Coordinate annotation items
----

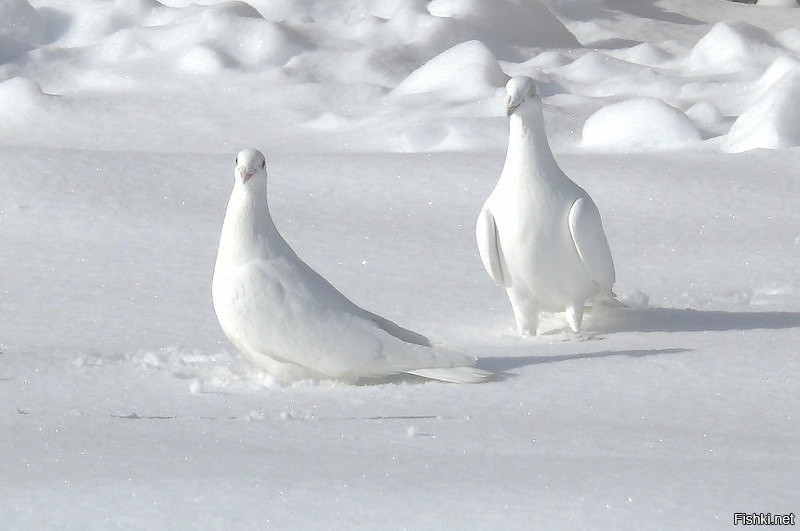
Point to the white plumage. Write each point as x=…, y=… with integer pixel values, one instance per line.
x=539, y=234
x=288, y=319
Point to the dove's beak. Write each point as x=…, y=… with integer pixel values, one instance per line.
x=244, y=173
x=511, y=106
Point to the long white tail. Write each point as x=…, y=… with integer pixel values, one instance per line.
x=454, y=374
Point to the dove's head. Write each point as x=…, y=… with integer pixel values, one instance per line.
x=520, y=94
x=250, y=163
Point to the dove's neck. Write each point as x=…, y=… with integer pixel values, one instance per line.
x=529, y=155
x=248, y=232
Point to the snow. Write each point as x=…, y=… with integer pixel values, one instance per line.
x=621, y=127
x=122, y=402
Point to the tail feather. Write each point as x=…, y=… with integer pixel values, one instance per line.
x=453, y=374
x=609, y=298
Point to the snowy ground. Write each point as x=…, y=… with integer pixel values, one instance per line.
x=122, y=404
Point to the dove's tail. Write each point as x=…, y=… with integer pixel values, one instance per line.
x=454, y=374
x=609, y=298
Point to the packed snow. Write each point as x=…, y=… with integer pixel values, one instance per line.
x=122, y=402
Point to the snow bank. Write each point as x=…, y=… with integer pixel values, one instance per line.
x=466, y=71
x=20, y=21
x=777, y=3
x=733, y=46
x=506, y=26
x=773, y=122
x=639, y=125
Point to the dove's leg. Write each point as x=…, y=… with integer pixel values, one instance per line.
x=575, y=316
x=525, y=314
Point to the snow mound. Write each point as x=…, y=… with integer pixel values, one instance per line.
x=19, y=96
x=733, y=46
x=639, y=125
x=466, y=71
x=202, y=60
x=773, y=122
x=706, y=115
x=19, y=21
x=642, y=54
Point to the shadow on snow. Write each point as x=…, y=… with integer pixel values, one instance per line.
x=688, y=320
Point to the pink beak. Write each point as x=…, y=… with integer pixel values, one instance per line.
x=244, y=173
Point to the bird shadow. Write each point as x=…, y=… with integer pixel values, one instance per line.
x=500, y=365
x=689, y=320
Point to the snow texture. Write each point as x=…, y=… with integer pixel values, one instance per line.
x=123, y=405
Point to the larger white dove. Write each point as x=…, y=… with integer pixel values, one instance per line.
x=539, y=234
x=288, y=319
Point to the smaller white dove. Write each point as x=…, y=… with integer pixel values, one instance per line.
x=288, y=319
x=539, y=234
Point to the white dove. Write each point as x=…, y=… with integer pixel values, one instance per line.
x=539, y=234
x=288, y=319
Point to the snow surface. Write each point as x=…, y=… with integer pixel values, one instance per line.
x=121, y=403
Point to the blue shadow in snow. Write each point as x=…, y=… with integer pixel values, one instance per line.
x=688, y=320
x=500, y=365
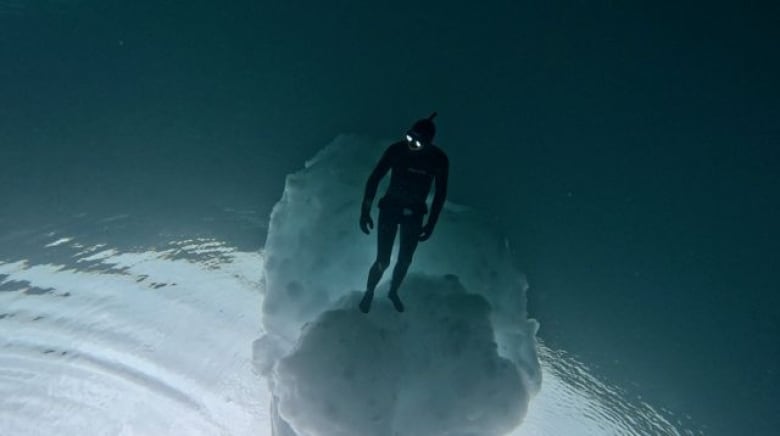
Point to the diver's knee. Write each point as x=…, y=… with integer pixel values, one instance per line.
x=380, y=265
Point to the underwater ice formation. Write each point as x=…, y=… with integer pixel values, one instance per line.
x=461, y=360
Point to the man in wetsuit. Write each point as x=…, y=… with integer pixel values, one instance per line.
x=415, y=164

----

> Problem to work on:
Format the stretch of the items that opens with the line containing "Point to the white dove." and continues through the end of the items as a Markdown table with the columns n and Line, one numbered row per line. Omit the pictures and any blank lines.

> Solution for this problem:
| n | Line |
|---|---|
| 1 | Point to the white dove. Write each point as x=…, y=… with integer pixel values, one instance per line. |
| 2 | x=539, y=234 |
| 3 | x=288, y=319 |
| 4 | Point to the snow surface. Write each point as x=…, y=… with integer pixel values, one instance per line. |
| 5 | x=121, y=403 |
| 6 | Point to the blue shadow in snow. Write each point as x=…, y=… with integer pixel values, one instance per line. |
| 7 | x=688, y=320 |
| 8 | x=500, y=365 |
| 9 | Point to the diver's knee. Write each point as x=…, y=… with integer pixel values, one instance per line. |
| 10 | x=380, y=265 |
| 11 | Point to the underwater ice formation. Write each point as x=…, y=… with integer pixel values, one instance per line. |
| 12 | x=461, y=360 |
| 13 | Point to the man in wetsuit. Write each point as x=…, y=… with integer pixel values, one instance per line. |
| 14 | x=415, y=164 |